- Data extract:
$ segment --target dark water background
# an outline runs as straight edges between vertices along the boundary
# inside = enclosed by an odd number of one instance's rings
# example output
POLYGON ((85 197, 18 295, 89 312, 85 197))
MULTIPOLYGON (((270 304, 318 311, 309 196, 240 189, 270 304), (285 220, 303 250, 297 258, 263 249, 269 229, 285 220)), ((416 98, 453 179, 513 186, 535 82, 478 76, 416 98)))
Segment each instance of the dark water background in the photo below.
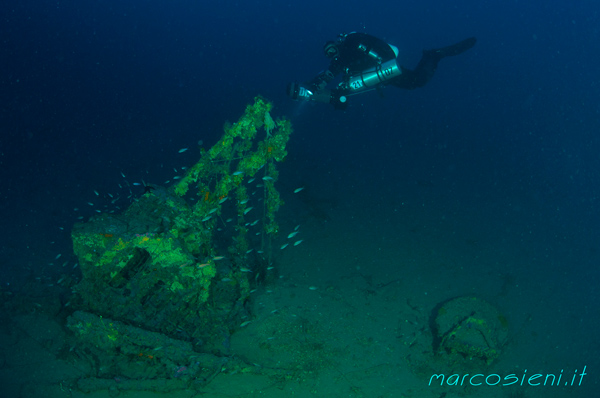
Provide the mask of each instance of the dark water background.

--

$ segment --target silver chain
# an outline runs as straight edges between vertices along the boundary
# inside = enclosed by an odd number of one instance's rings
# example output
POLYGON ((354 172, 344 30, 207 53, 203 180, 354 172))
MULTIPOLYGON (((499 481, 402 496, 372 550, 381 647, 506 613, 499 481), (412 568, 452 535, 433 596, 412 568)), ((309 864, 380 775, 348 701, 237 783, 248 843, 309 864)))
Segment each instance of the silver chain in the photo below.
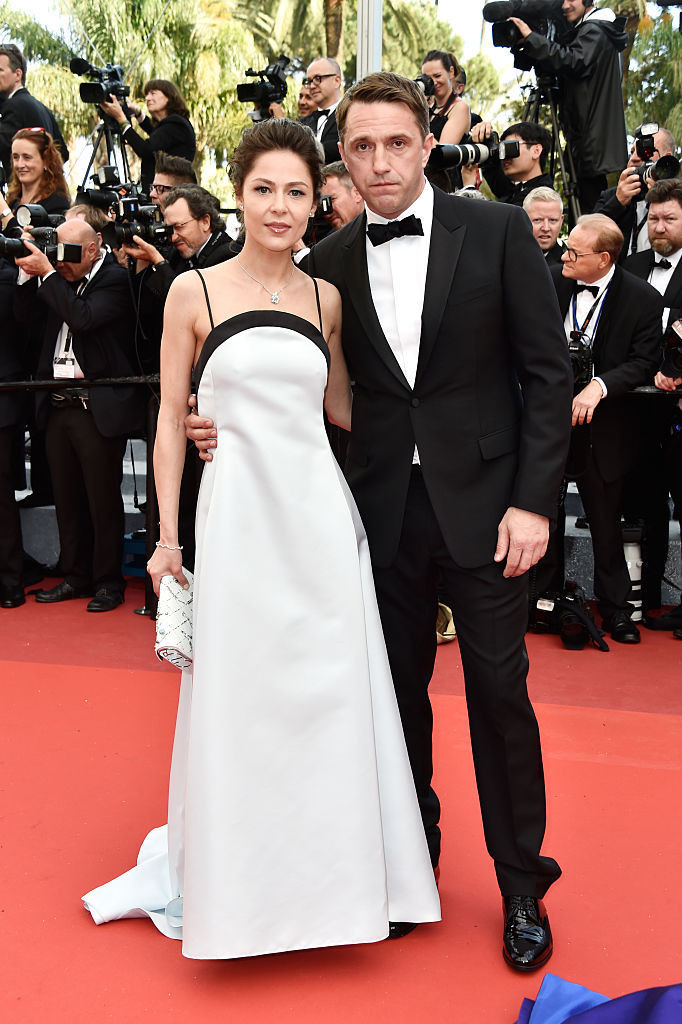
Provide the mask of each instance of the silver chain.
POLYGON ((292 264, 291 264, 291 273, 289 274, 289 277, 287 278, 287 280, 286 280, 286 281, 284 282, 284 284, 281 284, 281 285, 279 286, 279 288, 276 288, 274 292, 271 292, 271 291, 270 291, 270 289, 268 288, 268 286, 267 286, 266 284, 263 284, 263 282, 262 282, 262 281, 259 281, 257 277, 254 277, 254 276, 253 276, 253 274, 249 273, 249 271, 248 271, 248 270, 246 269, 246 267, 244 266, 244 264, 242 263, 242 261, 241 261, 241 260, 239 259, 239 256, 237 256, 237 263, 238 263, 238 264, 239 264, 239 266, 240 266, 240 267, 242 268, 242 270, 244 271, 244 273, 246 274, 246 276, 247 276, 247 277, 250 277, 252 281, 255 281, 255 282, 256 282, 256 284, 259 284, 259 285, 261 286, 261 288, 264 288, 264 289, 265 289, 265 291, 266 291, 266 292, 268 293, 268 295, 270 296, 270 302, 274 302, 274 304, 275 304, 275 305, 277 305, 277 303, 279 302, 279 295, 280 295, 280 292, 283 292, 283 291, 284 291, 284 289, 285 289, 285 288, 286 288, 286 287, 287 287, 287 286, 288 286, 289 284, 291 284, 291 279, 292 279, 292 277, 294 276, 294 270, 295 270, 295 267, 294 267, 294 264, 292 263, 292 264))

- Work to be completed:
As listed above, the lines from the line with "--target dark water background" to the line with "Segment each instance of the dark" are to be echoed exactly, with both ends included and nothing added.

- Response to the exercise:
$ segment --target dark water background
# an outline runs as straight edges between vertices along the boundary
# inside = enclosed by an odd number of one instance's rings
# example output
POLYGON ((85 197, 18 295, 89 312, 85 197))
MULTIPOLYGON (((270 304, 318 311, 309 196, 240 189, 270 304), (285 220, 303 250, 297 258, 263 249, 269 229, 285 220)), ((416 98, 453 179, 513 186, 535 82, 478 76, 416 98)))
Segment each instance of the dark water background in the photo below.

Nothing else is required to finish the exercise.